EXTRAIT DU DOCUMENT:
Mme le Sénateur DAVID invite en conséquence M. le Ministre du travail, de la Solidarité et de la Fonction publique à “préciser la nature et la gravité des sanctions qu’il compte mettre en oeuvre à l ‘égard des agents publics qui auront délibérément laissé se compromettre de tels actes alors même qu’ils avaient les moyens d’intervenir pour y mettre un terme.“
Conclusion
Les trois questions écrites de Madame le Sénateur Annie DAVID permettent de mettre en avant un problème de plus en plus décrié en pratique qui est celui de l’inadaptation des recours administratifs en cas de harcèlement moral.
Sur le plan procédural contentieux, les délais d’instruction sont beaucoup trop longs et le référé-suspension ne peut pas être ouvert avant l’introduction d’un recours en annulation devant le juge du fond, du fait de l’absence du décret d’application fixant les règles du recours préalable obligatoire. Au demeurant, le juge estime bien souvent que ce type de situation ne présente pas de caractère suffisamment urgent pour trouver application au principe de la suspension…
Le juge des référés ne peut d’ailleurs pas se substituer au juge du fond et la suspension des effets d’une sanction déguisée, par exemple, ne vaudra pas forcément réintégration de l’agent à son poste.

CONTENU DES DONNÉES:
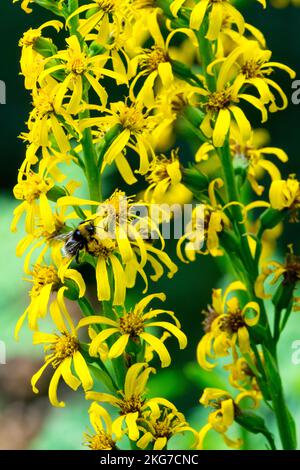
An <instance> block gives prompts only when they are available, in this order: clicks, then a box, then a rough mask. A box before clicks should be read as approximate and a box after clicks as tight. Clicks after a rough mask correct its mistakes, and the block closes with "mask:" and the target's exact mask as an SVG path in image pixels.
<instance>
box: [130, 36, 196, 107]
mask: <svg viewBox="0 0 300 470" xmlns="http://www.w3.org/2000/svg"><path fill="white" fill-rule="evenodd" d="M178 33H179V34H184V35H186V36H188V38H189V39H190V40H191V42H192V44H193V45H194V47H197V40H196V38H195V36H194V34H193V32H191V31H190V30H189V29H188V28H177V29H175V30H173V31H172V32H171V33H170V34H169V35H168V37H167V38H166V40H165V39H164V37H163V35H162V33H161V31H160V29H159V28H152V29H151V30H150V34H151V36H152V39H153V42H154V44H153V45H152V46H151V47H148V48H142V49H141V50H140V51H139V50H138V53H137V54H136V55H135V57H134V58H133V59H132V61H131V65H132V69H133V74H134V75H135V78H134V80H133V81H132V82H131V84H130V94H129V96H130V98H131V100H134V99H135V96H136V99H137V100H139V101H142V102H143V103H144V104H145V105H146V106H148V107H151V106H153V105H154V103H155V97H154V90H155V88H157V84H158V83H157V82H158V81H157V79H158V78H159V84H160V85H161V89H160V91H159V93H162V92H163V91H164V89H167V88H168V87H169V86H171V85H172V82H173V81H174V74H173V69H172V58H171V55H170V43H171V41H172V39H173V37H174V36H175V35H176V34H178ZM137 67H139V69H141V70H140V72H139V73H136V69H137ZM142 77H143V78H144V77H146V79H145V80H143V82H142V86H141V87H139V92H138V94H137V95H136V94H135V87H136V85H137V84H139V82H140V78H142Z"/></svg>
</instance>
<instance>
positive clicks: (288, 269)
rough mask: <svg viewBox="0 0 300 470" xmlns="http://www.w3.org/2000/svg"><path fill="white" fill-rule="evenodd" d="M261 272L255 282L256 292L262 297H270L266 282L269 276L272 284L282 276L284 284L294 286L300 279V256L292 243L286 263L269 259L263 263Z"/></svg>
mask: <svg viewBox="0 0 300 470" xmlns="http://www.w3.org/2000/svg"><path fill="white" fill-rule="evenodd" d="M261 271H262V272H261V274H259V276H258V277H257V279H256V282H255V293H256V295H257V297H260V298H261V299H269V298H271V297H272V295H271V294H266V292H265V289H264V283H265V282H266V280H267V279H268V278H270V279H269V284H270V285H271V286H273V285H275V284H276V283H277V282H278V281H279V279H280V278H281V283H282V285H283V286H289V285H291V286H294V287H295V285H296V284H297V282H298V281H299V280H300V256H298V255H295V254H294V252H293V247H292V245H289V252H288V253H287V255H286V259H285V262H284V263H279V262H278V261H267V262H266V263H263V265H262V268H261ZM296 300H298V299H296Z"/></svg>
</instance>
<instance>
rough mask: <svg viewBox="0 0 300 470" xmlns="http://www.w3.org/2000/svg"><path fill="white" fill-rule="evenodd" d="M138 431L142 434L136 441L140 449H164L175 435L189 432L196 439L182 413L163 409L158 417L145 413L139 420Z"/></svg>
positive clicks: (151, 413) (168, 409)
mask: <svg viewBox="0 0 300 470" xmlns="http://www.w3.org/2000/svg"><path fill="white" fill-rule="evenodd" d="M139 423H140V424H139V429H140V430H141V431H142V432H143V433H144V434H143V436H142V437H141V438H140V439H139V440H138V442H137V446H138V447H140V448H141V449H146V448H148V446H149V444H151V447H152V448H153V450H162V449H166V446H167V444H168V442H169V440H170V439H171V438H172V437H173V436H175V435H176V434H182V433H184V432H186V431H189V432H191V433H192V434H193V435H194V437H195V438H196V436H197V433H196V431H195V430H194V429H193V428H191V427H190V426H189V425H188V423H187V422H186V420H185V417H184V415H183V414H182V413H180V412H178V411H174V410H170V409H168V408H163V409H162V410H161V412H160V415H159V416H153V414H152V412H151V411H145V412H144V413H143V416H142V418H141V419H140V420H139Z"/></svg>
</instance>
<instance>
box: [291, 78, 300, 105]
mask: <svg viewBox="0 0 300 470" xmlns="http://www.w3.org/2000/svg"><path fill="white" fill-rule="evenodd" d="M292 89H293V90H295V91H294V92H293V93H292V103H293V104H295V105H299V104H300V80H294V81H293V82H292Z"/></svg>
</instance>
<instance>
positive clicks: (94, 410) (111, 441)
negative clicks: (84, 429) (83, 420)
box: [84, 402, 118, 450]
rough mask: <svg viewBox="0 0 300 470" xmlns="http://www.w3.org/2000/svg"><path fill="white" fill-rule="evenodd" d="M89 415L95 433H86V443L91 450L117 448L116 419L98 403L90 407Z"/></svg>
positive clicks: (98, 449) (95, 402)
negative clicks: (114, 429) (115, 421)
mask: <svg viewBox="0 0 300 470" xmlns="http://www.w3.org/2000/svg"><path fill="white" fill-rule="evenodd" d="M89 417H90V422H91V425H92V426H93V429H94V433H93V434H88V433H85V435H84V437H85V445H86V446H87V447H89V448H90V449H91V450H117V449H118V448H117V445H116V441H117V438H116V437H113V435H114V421H113V420H112V419H111V417H110V415H109V413H108V412H107V411H106V410H105V408H103V406H100V405H99V404H98V403H96V402H93V403H92V404H91V406H90V408H89Z"/></svg>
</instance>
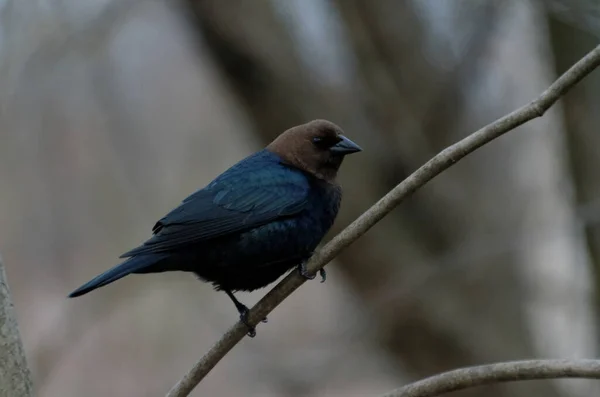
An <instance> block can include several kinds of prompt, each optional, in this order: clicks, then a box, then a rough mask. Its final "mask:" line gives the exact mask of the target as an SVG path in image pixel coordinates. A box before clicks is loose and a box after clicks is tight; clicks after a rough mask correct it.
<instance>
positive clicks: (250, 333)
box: [240, 306, 256, 338]
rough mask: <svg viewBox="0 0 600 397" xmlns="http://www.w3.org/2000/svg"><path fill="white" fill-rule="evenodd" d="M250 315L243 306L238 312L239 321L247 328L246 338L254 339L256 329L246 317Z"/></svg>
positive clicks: (255, 335)
mask: <svg viewBox="0 0 600 397" xmlns="http://www.w3.org/2000/svg"><path fill="white" fill-rule="evenodd" d="M249 314H250V310H248V308H247V307H246V306H244V307H243V308H242V309H241V310H240V321H241V322H242V323H243V324H244V325H245V326H246V327H247V328H248V336H249V337H251V338H254V337H255V336H256V328H254V327H253V326H252V325H251V324H250V322H249V320H248V315H249Z"/></svg>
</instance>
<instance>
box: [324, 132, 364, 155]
mask: <svg viewBox="0 0 600 397" xmlns="http://www.w3.org/2000/svg"><path fill="white" fill-rule="evenodd" d="M340 138H342V140H341V141H339V142H338V143H336V144H335V145H333V146H332V147H330V148H329V151H330V152H331V153H333V154H338V155H342V156H345V155H346V154H351V153H356V152H360V151H362V148H361V147H360V146H358V145H357V144H356V143H354V142H352V141H351V140H350V139H348V138H346V137H345V136H343V135H340Z"/></svg>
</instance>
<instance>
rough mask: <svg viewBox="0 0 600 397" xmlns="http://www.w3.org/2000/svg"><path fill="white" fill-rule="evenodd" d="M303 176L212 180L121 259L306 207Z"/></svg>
mask: <svg viewBox="0 0 600 397" xmlns="http://www.w3.org/2000/svg"><path fill="white" fill-rule="evenodd" d="M308 191H309V182H308V180H307V179H306V177H305V176H304V175H303V174H301V173H298V172H291V171H290V170H289V169H284V168H276V169H269V168H263V169H257V170H254V171H250V170H245V172H244V173H236V175H231V177H230V178H221V179H217V180H215V181H214V182H213V183H211V184H210V185H209V186H207V187H206V188H205V189H201V190H199V191H197V192H195V193H194V194H192V195H191V196H189V197H188V198H186V199H185V200H184V201H183V202H182V203H181V205H179V206H178V207H177V208H175V209H174V210H172V211H171V212H170V213H168V214H167V215H166V216H165V217H163V218H162V219H161V220H159V221H158V222H157V223H156V225H154V228H153V229H152V230H153V233H154V236H152V237H151V238H150V239H149V240H147V241H146V242H145V243H144V244H143V245H141V246H139V247H137V248H134V249H133V250H131V251H128V252H126V253H125V254H123V255H121V257H129V256H133V255H137V254H142V253H150V252H152V253H156V252H164V251H170V250H173V249H176V248H179V247H182V246H185V245H188V244H193V243H197V242H200V241H206V240H210V239H212V238H215V237H221V236H225V235H228V234H232V233H236V232H240V231H243V230H248V229H252V228H254V227H257V226H260V225H264V224H266V223H269V222H271V221H273V220H276V219H278V218H282V217H288V216H290V215H293V214H296V213H298V212H300V211H301V210H302V209H304V208H305V205H306V202H307V196H308Z"/></svg>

CONSIGNE:
Reprenez le texte sur les recours administratifs en cas de harcèlement moral et poursuivez-le après sa dernière phrase.

RÉPONSE:
Sur le plan procédural interne, bien trop souvent, l’administration ne fait pas droit aux demandes de l’agent victime, par négligence ou ignorance des procédures contradictoires, préférant procéder à des changements d’affectation ou cherchant à étouffer les affaires. Pour autant et comme le souligne une circulaire de l’éducation nationale (n°2007-047 du 27 février 2007, BO Ed. nat. n°10, 8 mars 2007), la mutation ou le changement d’affectation ne doit pas être la solution offerte par l’administration à des faits de harcèlement moral sauf à ce que l’agent victime en fasse la demande lui-même. En pratique, ce type d’affaires se solde régulièrement par un arrêt maladie et une mutation dans un autre service (Le Halde, délib. n°2008-174, 7 juillet 2008).Madame Annie DAVID rappelle ainsi des principes de droit élémentaires qui sont:
- favoriser le dialogue avec l’administration en cherchant des solutions internes et en responsabilisant les dirigeants,
- prendre en compte les dénonciations en instaurant des procédures internes contradictoires et en formant les secrétariats généraux des administrations centrales aux ressources humaines et à la gestion du personnel,
- sanctionner les auteurs de fait de harcèlement par des mesures exemplaires comme la radiation, les sanctions disciplinaires ou les poursuites judiciaires et actions récursoires,
- assurer la protection des agents au titre de l’obligation de sécurité de résultat mais également de l’essence du service public et de la fonction publique
Espérons que les réponses apportées à ces questions seront autant de clefs offertes tant que législateur qu’au juge pour faire avancer le droit de toute victime à être défendue dans le cadre d’un procès équitable dont la durée doit être raisonnable pour être efficace.
En tout état de cause, il faut légiférer, et rapidement.